▶ [Set task]: Arrange the lines below as a Markdown table with the columns Row and Line, numbering the rows and skipping blank lines. Leave out the pictures.

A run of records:
+-------+

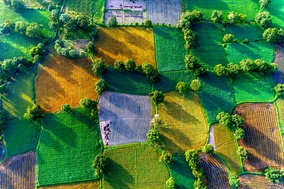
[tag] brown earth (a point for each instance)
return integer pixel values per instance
(18, 172)
(262, 136)
(62, 80)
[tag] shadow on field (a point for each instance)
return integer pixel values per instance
(117, 176)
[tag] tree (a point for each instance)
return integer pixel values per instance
(264, 3)
(34, 113)
(217, 16)
(119, 65)
(99, 66)
(157, 97)
(130, 65)
(112, 22)
(195, 85)
(263, 19)
(242, 152)
(99, 164)
(170, 183)
(181, 87)
(166, 157)
(228, 38)
(233, 180)
(100, 86)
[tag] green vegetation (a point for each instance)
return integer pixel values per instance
(253, 87)
(68, 144)
(169, 46)
(20, 136)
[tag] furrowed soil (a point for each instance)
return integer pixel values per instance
(216, 173)
(126, 43)
(62, 80)
(262, 136)
(18, 172)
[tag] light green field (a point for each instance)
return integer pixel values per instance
(255, 50)
(170, 51)
(19, 95)
(253, 88)
(134, 166)
(216, 96)
(67, 147)
(20, 136)
(226, 147)
(248, 7)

+-------+

▶ [Task response]:
| Row | Line |
|---|---|
| 1 | [tag] brown earth (a point for each instance) |
| 2 | return integer pixel values per instance |
| 3 | (18, 172) |
| 4 | (262, 136) |
| 5 | (62, 80) |
| 6 | [tag] shadow on field (a point for each instance) |
| 7 | return integer pixel values per instance |
| 8 | (117, 176) |
| 9 | [tag] tree (a point for each instance) |
| 10 | return integer pixel values per instance |
| 11 | (264, 3) |
| 12 | (34, 113) |
| 13 | (217, 16) |
| 14 | (119, 65) |
| 15 | (99, 66) |
| 16 | (157, 97) |
| 17 | (130, 65) |
| 18 | (112, 22) |
| 19 | (195, 85) |
| 20 | (263, 19) |
| 21 | (242, 152) |
| 22 | (99, 164) |
| 23 | (170, 183) |
| 24 | (181, 87) |
| 25 | (166, 157) |
| 26 | (228, 38) |
| 27 | (233, 180) |
| 28 | (100, 86) |
| 29 | [tag] green vegetation (a point for each instance) |
| 30 | return integer pixel values per instance |
| 31 | (253, 87) |
| 32 | (68, 144) |
| 33 | (169, 46) |
| 34 | (20, 136) |
| 35 | [tag] furrowed soil (a point for each instance) |
| 36 | return integer pixel values per instance |
| 37 | (216, 173) |
| 38 | (126, 43) |
| 39 | (62, 80) |
| 40 | (262, 136) |
| 41 | (18, 172) |
| 42 | [tag] light green field (a point for each instance) |
| 43 | return integer pixel values per instance |
| 44 | (255, 50) |
| 45 | (170, 51) |
| 46 | (19, 95) |
| 47 | (253, 88) |
| 48 | (134, 166) |
| 49 | (216, 96) |
| 50 | (67, 147) |
| 51 | (20, 136) |
| 52 | (226, 147) |
| 53 | (248, 7) |